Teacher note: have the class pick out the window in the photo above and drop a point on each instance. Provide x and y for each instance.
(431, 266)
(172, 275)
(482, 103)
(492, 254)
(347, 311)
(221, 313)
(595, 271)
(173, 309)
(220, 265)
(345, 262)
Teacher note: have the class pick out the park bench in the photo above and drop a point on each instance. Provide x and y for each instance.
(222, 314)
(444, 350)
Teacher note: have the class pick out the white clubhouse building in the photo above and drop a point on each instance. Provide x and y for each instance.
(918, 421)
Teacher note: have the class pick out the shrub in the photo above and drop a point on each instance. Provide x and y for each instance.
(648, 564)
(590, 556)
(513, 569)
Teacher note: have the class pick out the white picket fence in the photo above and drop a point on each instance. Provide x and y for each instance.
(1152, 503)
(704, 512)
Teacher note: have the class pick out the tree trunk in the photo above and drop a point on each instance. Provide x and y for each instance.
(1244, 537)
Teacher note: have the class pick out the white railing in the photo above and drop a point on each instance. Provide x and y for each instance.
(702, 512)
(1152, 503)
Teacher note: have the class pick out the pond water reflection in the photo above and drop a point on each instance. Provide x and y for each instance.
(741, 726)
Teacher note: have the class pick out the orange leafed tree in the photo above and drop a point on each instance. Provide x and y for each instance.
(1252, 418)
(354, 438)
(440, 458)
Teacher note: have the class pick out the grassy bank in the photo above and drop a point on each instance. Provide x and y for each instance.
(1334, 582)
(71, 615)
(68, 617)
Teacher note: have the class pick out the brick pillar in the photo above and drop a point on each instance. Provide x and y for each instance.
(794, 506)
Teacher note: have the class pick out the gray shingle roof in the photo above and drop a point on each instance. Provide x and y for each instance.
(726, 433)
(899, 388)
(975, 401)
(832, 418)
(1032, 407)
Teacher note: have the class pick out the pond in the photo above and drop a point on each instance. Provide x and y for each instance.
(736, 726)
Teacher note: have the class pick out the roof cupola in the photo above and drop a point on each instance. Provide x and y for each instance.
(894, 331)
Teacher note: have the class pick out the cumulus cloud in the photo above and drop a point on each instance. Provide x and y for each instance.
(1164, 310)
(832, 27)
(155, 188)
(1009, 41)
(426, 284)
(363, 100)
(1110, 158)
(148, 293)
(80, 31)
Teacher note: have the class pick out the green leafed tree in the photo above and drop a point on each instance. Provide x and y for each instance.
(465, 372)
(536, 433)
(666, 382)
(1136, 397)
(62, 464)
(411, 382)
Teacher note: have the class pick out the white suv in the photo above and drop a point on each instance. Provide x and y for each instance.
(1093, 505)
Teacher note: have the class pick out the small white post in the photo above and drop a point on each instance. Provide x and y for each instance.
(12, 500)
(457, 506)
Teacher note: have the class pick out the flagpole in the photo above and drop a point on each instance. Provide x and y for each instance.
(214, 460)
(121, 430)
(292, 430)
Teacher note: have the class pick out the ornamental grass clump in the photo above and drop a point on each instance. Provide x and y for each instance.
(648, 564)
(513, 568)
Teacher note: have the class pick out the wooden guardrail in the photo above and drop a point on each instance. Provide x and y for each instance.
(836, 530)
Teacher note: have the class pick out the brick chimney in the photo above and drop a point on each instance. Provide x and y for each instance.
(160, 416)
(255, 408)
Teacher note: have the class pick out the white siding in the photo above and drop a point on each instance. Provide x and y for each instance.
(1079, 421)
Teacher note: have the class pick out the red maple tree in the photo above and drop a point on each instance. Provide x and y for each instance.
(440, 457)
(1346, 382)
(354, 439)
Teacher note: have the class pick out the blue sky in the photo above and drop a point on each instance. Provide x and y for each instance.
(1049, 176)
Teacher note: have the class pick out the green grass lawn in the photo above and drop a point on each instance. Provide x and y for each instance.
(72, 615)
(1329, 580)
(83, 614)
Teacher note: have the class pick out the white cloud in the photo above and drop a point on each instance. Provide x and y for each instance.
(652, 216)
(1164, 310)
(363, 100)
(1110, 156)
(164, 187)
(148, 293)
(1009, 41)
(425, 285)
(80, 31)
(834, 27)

§

Reproduce the listing from the line containing "Teacher note: have the class pick out the cumulus" up to and including the line containing "(1049, 176)", keeping every request line as it stands. In each coordinate pair within that span, offset both the x and y values by 121.

Teacher note: have the class pick out the cumulus cloud in the photo above and drop a point on each instance. Provide x and y for each instance.
(1285, 431)
(953, 148)
(276, 309)
(1130, 162)
(547, 405)
(484, 221)
(1231, 279)
(269, 414)
(201, 152)
Teacher note: have the class pick out the green leafed tree in the photo above and drop a point on each instance. Provide x and y for each instance.
(586, 493)
(657, 554)
(787, 503)
(1257, 518)
(183, 585)
(532, 503)
Teacher note: have the class pick out the white suv in the photo above and drop a point on each instance. Provide x and y for each instance.
(1214, 626)
Teacher note: have the class pick out the small white post in the photo above and drop a point on each instance. Provide x and y for each instance.
(133, 621)
(578, 627)
Teacher note: have the class pick out the flagpole in the photo above and drop a point on each instance. Provide x and y for each instance.
(335, 581)
(242, 551)
(413, 551)
Teacher note: have the class pick out the ornamental grass clump in the photo above and drop a point on each instance. Provide x and y for each instance.
(769, 685)
(634, 689)
Teacher note: have the class pick out the wooden guardrail in the photo above and drop a point on each instance. Provide x and y for each instance.
(957, 651)
Teacher note: have the class pick out the brick chimney in the photo above and drop a point on each instance. Provide x and y for each instance.
(281, 537)
(376, 529)
Teacher note: have the class pick out the white siding in the photo above and drop a point on each instance. Provide x and y for each instance.
(1200, 542)
Teacher note: have the class pick out the red maple tree in the photo above and drop a point on each instance. Provide x and y for each instance.
(561, 578)
(1467, 503)
(475, 560)
Teacher note: have the class pick out the blue sky in the photo above and drop a point on each instance. Provide x and y for each instance.
(1170, 297)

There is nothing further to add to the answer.